• [Texte extrait]:

#####

Carola la désobéissante

Publié dans Chroniques Noir & Rouge,
n° 5, mai 2021

Capitaine et désobéissante

En tant que responsable de navigation, Carola Rackete a effectué des missions tant dans l’Arctique que dans l’Antarctique, ainsi que des expéditions dans certaines forêts primaires, cela avec des scientifiques. Elle constate que malgré les rapports adressés aux politiques, ces derniers n’en tiennent aucun compte. Écologiste avertie de la destruction de la planète, elle constate encore que la responsabilité en incombe au « système économique fondé sur la croissance », un modèle de développement bénéfique à une petite partie de l’humanité, catastrophique pour le reste qui ne voit comme solution, pour survivre, que l’émigration, et qui se réfugie, « chez nous », en Europe.

« Si les élections changeaient réellement quelque chose, elles seraient interdites » ; c’est une citation relevée par Carola Rackete dans son livre, mais, pour autant, ça n’en fait pas une abstentionniste et, si elle est devenue célèbre, c’est par un acte de désobéissance civile.
Abstentionniste, non, puisqu’elle écrit : « Nous devons engager les gouvernements à agir pour le bien de tous. » Mais elle constate que « la puissance de l’alliance entre la politique et l’économie et la manière dont, ensemble, elles déjouent toute action adaptée à la situation deviennent ici manifestes ».
Cependant, elle ouvre une perspective : « Les élections ne sont pas la seule voie possible pour faire participer les citoyens à la prise de décision politique dans le cadre d’un système démocratique. »
Le 29 juin 2019, à seule fin de sauvegarder la vie d’une quarantaine de migrants, à bord du Sea-Watch 3, cette capitaine de bateau, après avoir épuisé tous les recours politiques et juridiques et être restée immobilisée deux semaines durant dans les eaux internationales, a bravé l’interdiction d’accoster son navire dans le port de Lampedusa. Cette expérience lui a permis de vivre, de très près, le problème des migrants qui ne peuvent plus rester chez eux et risquent la mort sur des embarcations de fortune. On a accusé Carola Rackete d’aide à l’émigration clandestine alors qu’il ne s’agissait pour elle que d’appliquer le « droit de la mer », de porter secours aux personnes en détresse. Déjà, l’ONG Sea-Watch avait sauvé plus de 25 000 migrants en perdition.
« Ce n’était pas un acte de violence », écrit-elle. « Le problème, c’est l’obéissance civile, pas la désobéissance civile. »
Aussi, titre-t-elle son livre : Il est temps d’agir.
« Allons donc perturber ces gouvernements dont le plus grand souci est de maintenir la croissance ! […] Allons perturber les entreprises du secteur de l’énergie qui déboisent des forêts restées intactes… ! »

#####

• [Données fournies]:
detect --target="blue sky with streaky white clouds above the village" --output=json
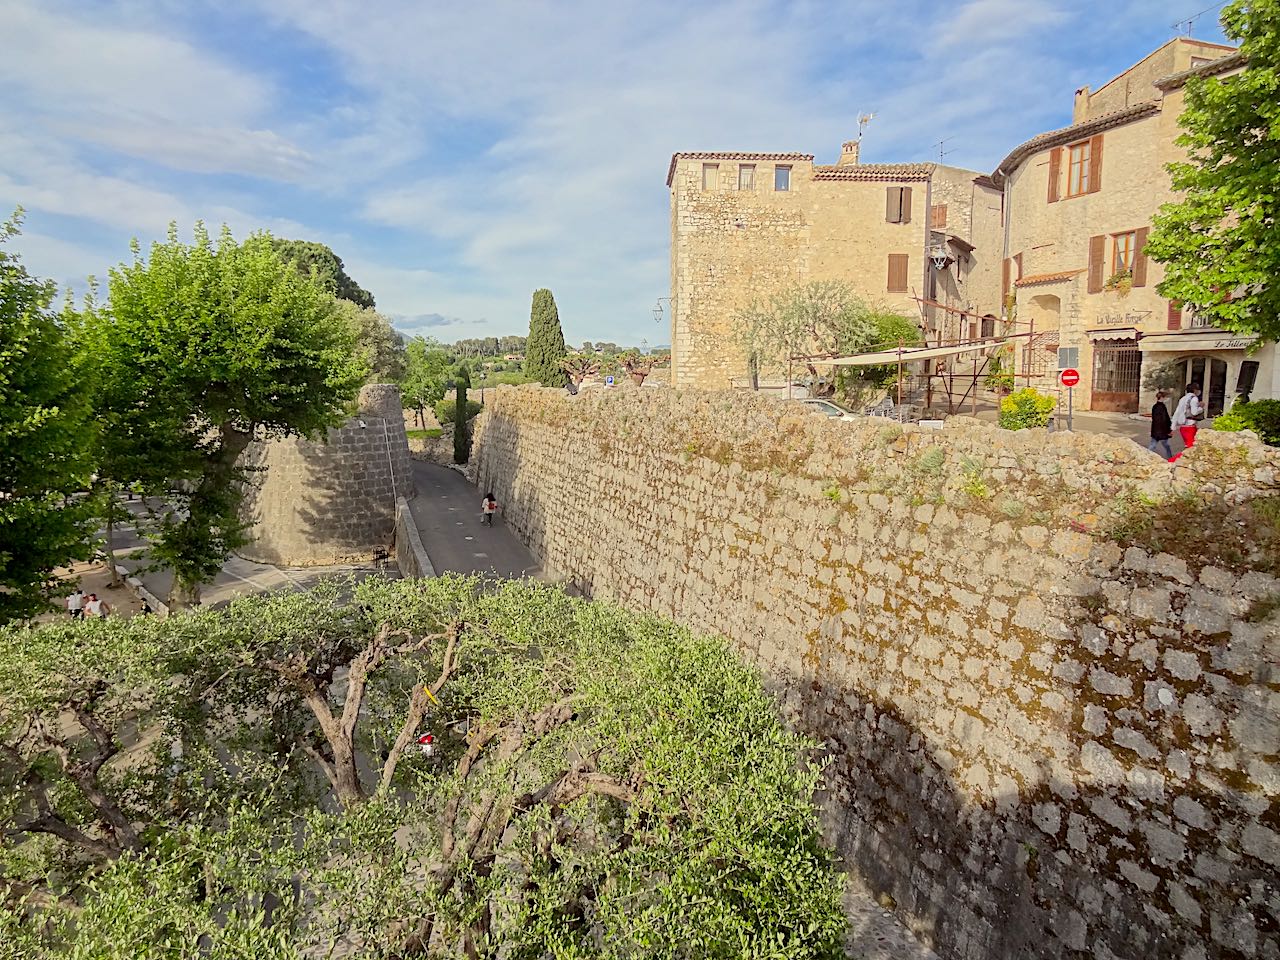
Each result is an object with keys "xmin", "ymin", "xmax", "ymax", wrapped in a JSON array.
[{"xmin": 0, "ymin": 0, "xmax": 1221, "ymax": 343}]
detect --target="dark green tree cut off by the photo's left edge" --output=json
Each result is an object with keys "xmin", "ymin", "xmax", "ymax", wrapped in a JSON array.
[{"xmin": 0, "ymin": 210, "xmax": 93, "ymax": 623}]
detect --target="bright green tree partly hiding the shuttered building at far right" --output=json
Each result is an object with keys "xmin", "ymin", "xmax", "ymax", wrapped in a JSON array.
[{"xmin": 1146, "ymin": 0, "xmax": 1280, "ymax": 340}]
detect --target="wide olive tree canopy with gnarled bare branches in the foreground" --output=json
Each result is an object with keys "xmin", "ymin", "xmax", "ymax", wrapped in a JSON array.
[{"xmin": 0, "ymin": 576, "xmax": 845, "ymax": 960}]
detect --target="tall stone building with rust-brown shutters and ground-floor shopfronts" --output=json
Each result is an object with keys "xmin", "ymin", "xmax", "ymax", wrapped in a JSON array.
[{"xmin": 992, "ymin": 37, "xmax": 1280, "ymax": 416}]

#####

• [Consigne 1]:
Traduisez en anglais cette phrase de l'extrait sur Carola Rackete : « Déjà, l'ONG Sea-Watch avait sauvé plus de 25 000 migrants en perdition. »
• [Consigne 2]:
Prolongez l'extrait sur Carola Rackete en reprenant juste après sa dernière phrase.

• [Réponse attendue 1]:
The NGO Sea-Watch had already saved more than 25,000 migrants in distress.

• [Réponse attendue 2]:
« Protester et être créatifs […]. Nous devons troubler l’ordre et créer par là même la possibilité d’un monde plus juste. »
« Rien n’est plus efficace que les gens qui descendent dans la rue et qui prennent des risques pour défendre leurs droits et leur liberté. »
Une des raisons d’émigrer, c’est quand une catastrophe naturelle ou l’effondrement d’un pays amène le FMI ou la Banque mondiale à octroyer des crédits, créer des dépendances et à ouvrir la voie aux entreprises étrangères qui achètent les terres et les biens publics, créant ainsi la misère.
Hindou Oumarou Ibrahim, la préfacière de son livre, géographe et militante tchadienne, explique que, sous les effets du changement climatique – causé par la surconsommation des pays riches –, dans presque tous les pays d’Afrique, la température moyenne a augmenté de 1,5 °C, que les terres fertiles se changent en déserts, que les arbres brûlent tandis que les glaces fondent et provoquent des inondations, mais que les réserves d’eau se tarissent, que le lac Tchad, en une trentaine d’année, a perdu 90 % de sa surface, etc.
Par ailleurs, lors du premier trimestre 2019, quelque sept millions de personnes ont dû fuir leurs terres à cause des cyclones et des inondations.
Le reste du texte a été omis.